--- START AVAILABLE RECORDS ---
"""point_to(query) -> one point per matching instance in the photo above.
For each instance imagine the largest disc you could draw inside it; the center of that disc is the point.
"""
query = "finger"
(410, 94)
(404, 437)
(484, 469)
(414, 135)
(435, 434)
--- END AVAILABLE RECORDS ---
» **WORK INSTRUCTIONS**
Put the records above into a two-column CSV with the columns instruction and response, one row per record. Each record's text and its answer go in a single quoted field with line breaks replaced by spaces.

» **SOLUTION TO THE EXERCISE**
instruction,response
"""""""point_to(query) -> one point per matching instance in the photo above. For each instance imagine the largest disc you could draw inside it; the center of that disc is the point. """""" query = ""finger""","(410, 94) (404, 437) (484, 469) (414, 135) (435, 434)"